## Stated exercise
Copy exactly the run of lines that begins at the line with "ribbon bow on" and ends at the final line of the entries.

## Information shown
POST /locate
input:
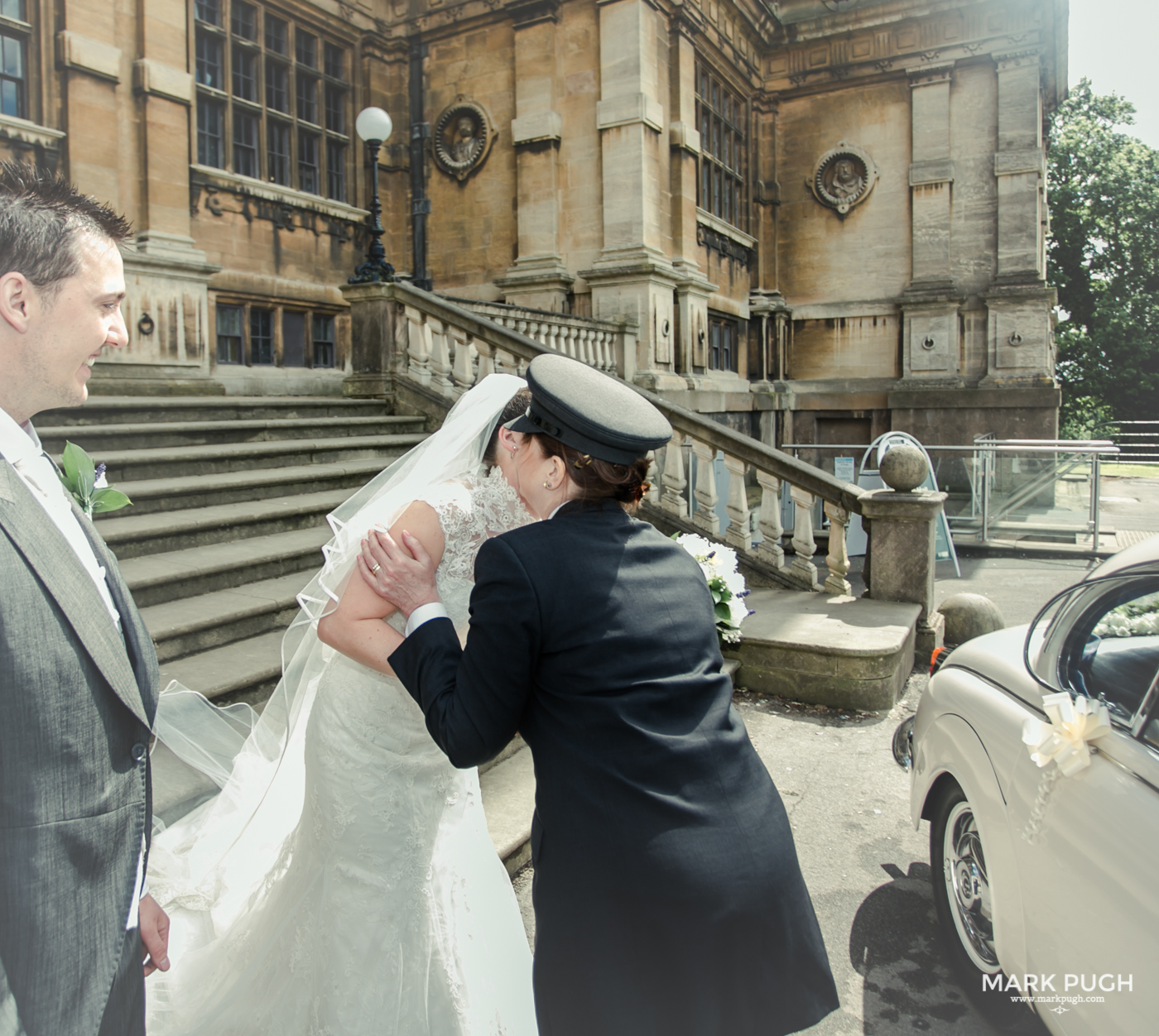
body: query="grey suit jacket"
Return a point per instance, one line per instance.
(77, 703)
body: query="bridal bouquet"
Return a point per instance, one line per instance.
(726, 583)
(87, 483)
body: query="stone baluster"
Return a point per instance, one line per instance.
(419, 347)
(675, 483)
(802, 537)
(770, 523)
(652, 479)
(705, 489)
(486, 358)
(440, 356)
(739, 532)
(838, 559)
(464, 373)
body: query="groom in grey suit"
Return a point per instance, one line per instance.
(78, 672)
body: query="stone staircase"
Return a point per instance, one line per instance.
(229, 502)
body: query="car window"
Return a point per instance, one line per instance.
(1113, 653)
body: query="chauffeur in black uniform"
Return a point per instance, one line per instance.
(669, 900)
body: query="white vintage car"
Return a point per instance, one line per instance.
(1046, 885)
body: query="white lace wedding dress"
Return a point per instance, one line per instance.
(386, 910)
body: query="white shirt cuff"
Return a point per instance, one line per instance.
(425, 613)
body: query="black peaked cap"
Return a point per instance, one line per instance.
(590, 411)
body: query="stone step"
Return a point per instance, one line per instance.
(212, 620)
(156, 578)
(507, 790)
(132, 410)
(159, 434)
(839, 651)
(179, 462)
(153, 495)
(139, 535)
(246, 670)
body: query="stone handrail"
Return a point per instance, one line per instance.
(599, 343)
(446, 348)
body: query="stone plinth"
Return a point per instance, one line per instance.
(901, 558)
(826, 650)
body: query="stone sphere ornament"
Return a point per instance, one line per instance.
(969, 616)
(903, 468)
(843, 177)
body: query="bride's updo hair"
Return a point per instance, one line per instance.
(516, 407)
(599, 480)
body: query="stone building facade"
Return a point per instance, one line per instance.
(822, 219)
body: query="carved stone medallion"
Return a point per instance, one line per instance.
(463, 137)
(843, 177)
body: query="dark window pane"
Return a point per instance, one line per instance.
(208, 11)
(245, 72)
(335, 108)
(245, 142)
(210, 119)
(276, 35)
(278, 153)
(276, 87)
(335, 170)
(307, 98)
(305, 48)
(228, 326)
(293, 340)
(335, 61)
(324, 341)
(209, 60)
(261, 336)
(243, 20)
(307, 162)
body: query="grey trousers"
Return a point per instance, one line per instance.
(124, 1014)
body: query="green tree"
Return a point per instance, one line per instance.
(1104, 259)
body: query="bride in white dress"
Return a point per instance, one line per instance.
(344, 881)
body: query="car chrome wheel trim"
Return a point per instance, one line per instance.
(968, 888)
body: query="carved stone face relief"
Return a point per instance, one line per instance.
(463, 137)
(843, 177)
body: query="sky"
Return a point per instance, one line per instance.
(1112, 42)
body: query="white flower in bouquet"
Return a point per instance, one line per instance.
(724, 582)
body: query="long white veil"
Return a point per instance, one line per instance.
(229, 848)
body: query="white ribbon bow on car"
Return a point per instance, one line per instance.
(1064, 740)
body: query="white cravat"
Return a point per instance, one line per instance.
(20, 445)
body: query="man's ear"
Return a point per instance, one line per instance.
(17, 300)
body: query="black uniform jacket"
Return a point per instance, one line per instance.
(668, 894)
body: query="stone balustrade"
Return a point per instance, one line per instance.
(429, 350)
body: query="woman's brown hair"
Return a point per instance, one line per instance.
(516, 405)
(599, 480)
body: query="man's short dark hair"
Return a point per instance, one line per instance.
(42, 216)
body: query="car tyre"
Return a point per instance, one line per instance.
(962, 899)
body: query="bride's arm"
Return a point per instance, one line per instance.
(356, 627)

## Full output
body: query="white ribbon bow on car"
Return a point per instance, one line per instance.
(1064, 740)
body: query="white cravat"
Return a point per instance, one line per instance.
(20, 445)
body: query="man's ear"
Return a point per instance, one line per instance.
(17, 300)
body: query="black uniform jacket"
Return a point per instance, one line per instance.
(668, 894)
body: query="stone balustrade"
Return a point per instance, one line per instance.
(429, 350)
body: query="woman's brown hair"
Return a point per instance, one line per instance.
(516, 405)
(599, 480)
body: query="man's short dark hair"
Return a point per instance, one line per instance.
(42, 216)
body: query="car tyre"
Return a point per instance, one line per instance.
(962, 899)
body: query="bride's arm"
Return a point per instance, one line per instance.
(356, 627)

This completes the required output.